Referring expression data
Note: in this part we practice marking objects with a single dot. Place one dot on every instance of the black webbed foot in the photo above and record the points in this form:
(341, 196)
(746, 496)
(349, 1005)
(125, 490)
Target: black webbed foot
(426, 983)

Your assignment — Copy the entries word for word.

Solution —
Note: in this part we practice marking objects with a single dot. Place one dot on every instance of the black webbed foot in the photo above and record the points in this form:
(341, 196)
(746, 496)
(349, 1005)
(125, 490)
Target: black webbed foot
(426, 983)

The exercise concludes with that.